[EXTRACTED RECORDS start]
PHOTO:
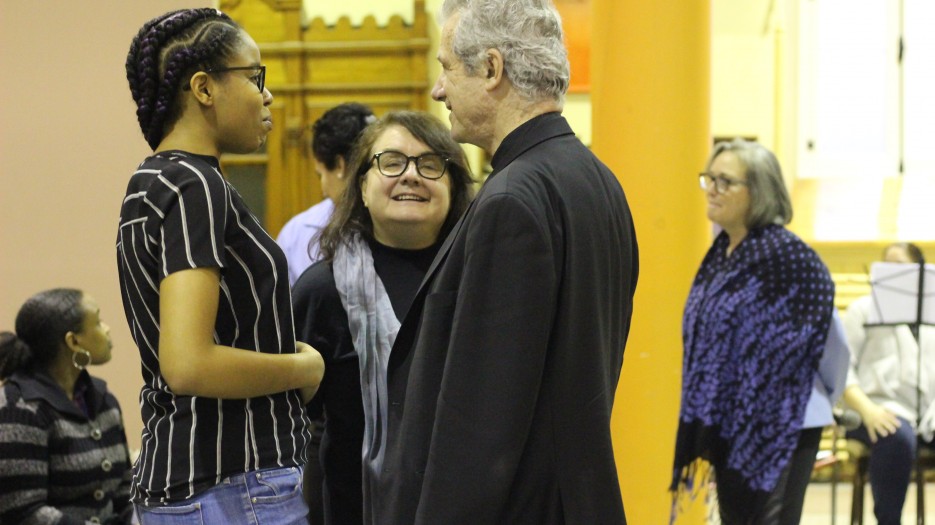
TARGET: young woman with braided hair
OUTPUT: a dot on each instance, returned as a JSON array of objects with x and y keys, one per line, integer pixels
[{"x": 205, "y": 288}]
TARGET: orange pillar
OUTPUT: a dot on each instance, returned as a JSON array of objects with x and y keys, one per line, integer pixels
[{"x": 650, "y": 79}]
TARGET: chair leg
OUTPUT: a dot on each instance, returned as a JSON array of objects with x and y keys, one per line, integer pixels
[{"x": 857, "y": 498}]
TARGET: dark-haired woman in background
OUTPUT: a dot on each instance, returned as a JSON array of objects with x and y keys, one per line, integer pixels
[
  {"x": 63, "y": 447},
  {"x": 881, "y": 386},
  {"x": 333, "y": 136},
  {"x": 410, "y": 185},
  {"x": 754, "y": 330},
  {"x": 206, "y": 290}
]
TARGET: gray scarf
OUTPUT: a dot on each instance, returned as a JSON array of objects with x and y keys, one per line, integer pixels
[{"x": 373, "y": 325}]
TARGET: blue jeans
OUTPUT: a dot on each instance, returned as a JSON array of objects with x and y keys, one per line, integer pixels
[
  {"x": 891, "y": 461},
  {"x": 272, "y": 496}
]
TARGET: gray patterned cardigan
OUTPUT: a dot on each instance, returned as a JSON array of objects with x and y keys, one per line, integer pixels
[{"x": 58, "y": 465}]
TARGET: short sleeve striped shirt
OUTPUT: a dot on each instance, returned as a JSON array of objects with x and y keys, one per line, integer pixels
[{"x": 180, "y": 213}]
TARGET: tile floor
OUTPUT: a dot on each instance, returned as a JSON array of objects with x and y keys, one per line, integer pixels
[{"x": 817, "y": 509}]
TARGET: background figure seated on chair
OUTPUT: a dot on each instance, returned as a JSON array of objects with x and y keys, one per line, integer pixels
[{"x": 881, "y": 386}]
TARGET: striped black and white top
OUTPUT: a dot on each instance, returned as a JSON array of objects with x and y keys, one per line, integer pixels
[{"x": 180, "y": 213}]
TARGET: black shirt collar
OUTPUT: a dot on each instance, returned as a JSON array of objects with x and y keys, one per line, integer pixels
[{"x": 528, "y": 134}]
[EXTRACTED RECORDS end]
[EXTRACTED RECORDS start]
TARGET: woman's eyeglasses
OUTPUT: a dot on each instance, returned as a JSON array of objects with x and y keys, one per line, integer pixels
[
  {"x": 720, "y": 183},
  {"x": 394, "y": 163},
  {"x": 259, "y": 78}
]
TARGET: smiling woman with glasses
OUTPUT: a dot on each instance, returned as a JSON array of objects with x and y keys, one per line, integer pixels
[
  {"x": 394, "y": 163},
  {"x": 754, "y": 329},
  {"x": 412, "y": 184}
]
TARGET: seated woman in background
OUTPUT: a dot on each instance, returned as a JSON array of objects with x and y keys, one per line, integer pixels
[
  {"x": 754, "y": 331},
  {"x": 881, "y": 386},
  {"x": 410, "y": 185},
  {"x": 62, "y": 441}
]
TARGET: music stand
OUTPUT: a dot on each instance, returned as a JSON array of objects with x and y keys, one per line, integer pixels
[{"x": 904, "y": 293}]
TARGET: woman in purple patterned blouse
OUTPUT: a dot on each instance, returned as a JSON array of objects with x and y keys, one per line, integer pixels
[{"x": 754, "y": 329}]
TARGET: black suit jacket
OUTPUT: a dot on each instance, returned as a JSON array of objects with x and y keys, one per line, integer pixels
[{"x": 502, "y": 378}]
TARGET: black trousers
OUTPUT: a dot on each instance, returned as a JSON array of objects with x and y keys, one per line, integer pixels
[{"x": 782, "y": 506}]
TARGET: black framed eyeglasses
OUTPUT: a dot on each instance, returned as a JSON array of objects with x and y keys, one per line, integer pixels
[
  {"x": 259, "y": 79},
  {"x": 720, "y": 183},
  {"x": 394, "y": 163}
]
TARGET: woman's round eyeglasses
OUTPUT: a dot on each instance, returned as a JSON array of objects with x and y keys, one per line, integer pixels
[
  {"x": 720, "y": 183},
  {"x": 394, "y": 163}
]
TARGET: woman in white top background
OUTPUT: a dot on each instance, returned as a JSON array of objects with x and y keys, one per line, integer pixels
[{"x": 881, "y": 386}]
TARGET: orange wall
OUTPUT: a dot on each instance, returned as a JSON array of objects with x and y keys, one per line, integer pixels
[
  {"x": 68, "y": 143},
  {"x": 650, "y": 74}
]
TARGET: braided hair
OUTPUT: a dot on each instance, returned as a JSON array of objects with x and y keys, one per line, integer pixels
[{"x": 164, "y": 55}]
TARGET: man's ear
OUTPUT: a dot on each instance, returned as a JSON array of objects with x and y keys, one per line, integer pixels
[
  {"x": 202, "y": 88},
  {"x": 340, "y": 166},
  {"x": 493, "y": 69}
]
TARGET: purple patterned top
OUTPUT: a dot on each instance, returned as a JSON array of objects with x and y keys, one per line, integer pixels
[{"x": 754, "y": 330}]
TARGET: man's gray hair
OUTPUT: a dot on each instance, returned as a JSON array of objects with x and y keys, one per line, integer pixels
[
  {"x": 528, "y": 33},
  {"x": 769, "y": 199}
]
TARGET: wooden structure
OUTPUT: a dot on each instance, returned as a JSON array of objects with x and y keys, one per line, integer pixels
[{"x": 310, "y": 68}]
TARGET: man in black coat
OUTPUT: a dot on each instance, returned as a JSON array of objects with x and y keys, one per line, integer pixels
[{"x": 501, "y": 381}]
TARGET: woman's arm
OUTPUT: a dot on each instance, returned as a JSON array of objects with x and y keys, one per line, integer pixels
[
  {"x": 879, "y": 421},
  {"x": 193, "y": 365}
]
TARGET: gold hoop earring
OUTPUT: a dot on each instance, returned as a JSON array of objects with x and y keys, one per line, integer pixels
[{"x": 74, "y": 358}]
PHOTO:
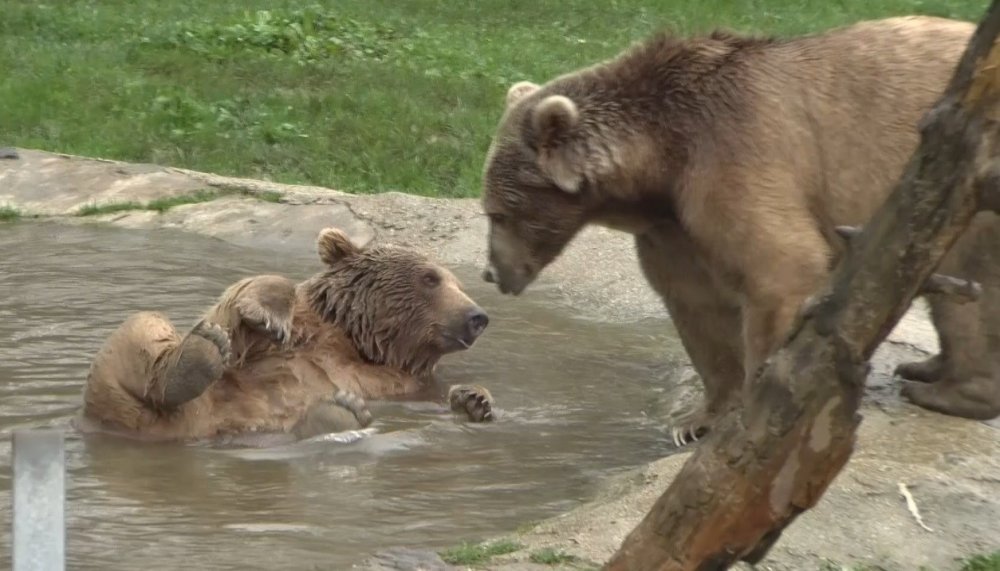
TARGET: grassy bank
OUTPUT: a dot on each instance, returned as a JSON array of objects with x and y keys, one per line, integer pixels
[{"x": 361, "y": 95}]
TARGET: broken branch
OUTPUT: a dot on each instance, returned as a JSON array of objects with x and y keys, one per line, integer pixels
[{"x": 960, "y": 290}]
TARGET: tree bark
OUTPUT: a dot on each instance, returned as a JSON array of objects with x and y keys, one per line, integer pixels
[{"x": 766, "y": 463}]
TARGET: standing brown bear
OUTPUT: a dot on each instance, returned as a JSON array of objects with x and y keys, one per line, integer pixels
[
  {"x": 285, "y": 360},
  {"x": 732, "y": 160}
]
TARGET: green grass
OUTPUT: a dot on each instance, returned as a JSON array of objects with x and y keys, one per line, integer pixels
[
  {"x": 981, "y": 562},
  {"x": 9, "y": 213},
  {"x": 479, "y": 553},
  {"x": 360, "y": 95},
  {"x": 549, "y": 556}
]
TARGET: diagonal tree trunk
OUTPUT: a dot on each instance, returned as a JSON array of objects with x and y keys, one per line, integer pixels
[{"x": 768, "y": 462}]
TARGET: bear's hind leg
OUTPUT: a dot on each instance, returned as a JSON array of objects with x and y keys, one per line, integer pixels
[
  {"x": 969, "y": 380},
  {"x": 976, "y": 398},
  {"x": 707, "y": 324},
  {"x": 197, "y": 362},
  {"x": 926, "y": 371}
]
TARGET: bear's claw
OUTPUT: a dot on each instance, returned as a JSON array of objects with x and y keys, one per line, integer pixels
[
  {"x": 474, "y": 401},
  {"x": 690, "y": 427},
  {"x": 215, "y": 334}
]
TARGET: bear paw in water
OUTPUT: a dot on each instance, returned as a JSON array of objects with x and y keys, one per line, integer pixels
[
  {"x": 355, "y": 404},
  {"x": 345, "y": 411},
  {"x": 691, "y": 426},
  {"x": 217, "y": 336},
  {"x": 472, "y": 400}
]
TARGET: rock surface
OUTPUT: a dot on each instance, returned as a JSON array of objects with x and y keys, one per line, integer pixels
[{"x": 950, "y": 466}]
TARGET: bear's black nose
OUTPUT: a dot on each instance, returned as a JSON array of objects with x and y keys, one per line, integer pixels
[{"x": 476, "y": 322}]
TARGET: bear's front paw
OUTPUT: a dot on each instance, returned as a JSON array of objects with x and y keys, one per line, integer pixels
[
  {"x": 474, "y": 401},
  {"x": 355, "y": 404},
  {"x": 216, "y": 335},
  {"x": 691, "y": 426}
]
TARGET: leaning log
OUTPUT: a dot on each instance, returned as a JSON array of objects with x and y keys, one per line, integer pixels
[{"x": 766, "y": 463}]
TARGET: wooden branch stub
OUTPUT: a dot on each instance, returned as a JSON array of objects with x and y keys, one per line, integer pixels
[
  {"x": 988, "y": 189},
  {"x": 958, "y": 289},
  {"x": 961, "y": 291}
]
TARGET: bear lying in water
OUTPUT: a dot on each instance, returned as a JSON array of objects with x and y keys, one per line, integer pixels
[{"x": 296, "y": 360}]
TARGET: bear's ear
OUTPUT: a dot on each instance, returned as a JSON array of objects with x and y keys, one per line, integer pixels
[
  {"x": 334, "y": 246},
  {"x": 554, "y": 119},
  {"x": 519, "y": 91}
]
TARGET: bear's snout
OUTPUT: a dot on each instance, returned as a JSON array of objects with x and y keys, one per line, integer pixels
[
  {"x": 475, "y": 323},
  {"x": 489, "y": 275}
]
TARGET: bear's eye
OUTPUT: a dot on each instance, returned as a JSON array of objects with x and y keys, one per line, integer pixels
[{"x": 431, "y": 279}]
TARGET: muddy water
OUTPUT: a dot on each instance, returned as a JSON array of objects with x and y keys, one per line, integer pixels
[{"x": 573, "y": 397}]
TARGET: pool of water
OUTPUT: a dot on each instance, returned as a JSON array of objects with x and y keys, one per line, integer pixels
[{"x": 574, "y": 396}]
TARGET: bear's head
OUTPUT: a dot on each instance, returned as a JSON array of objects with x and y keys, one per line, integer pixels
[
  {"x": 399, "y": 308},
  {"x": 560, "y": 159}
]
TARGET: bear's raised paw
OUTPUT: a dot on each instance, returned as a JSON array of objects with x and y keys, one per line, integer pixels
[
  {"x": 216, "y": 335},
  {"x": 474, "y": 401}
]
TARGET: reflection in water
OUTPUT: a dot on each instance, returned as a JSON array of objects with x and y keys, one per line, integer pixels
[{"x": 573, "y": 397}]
[EXTRACTED RECORDS end]
Show each line from both blocks above that contains the string "water". Case counts.

## FINAL RESULT
TARGET: bear paw in water
TARGET: bear lying in water
TARGET: muddy water
TARGET: pool of water
TARGET: reflection in water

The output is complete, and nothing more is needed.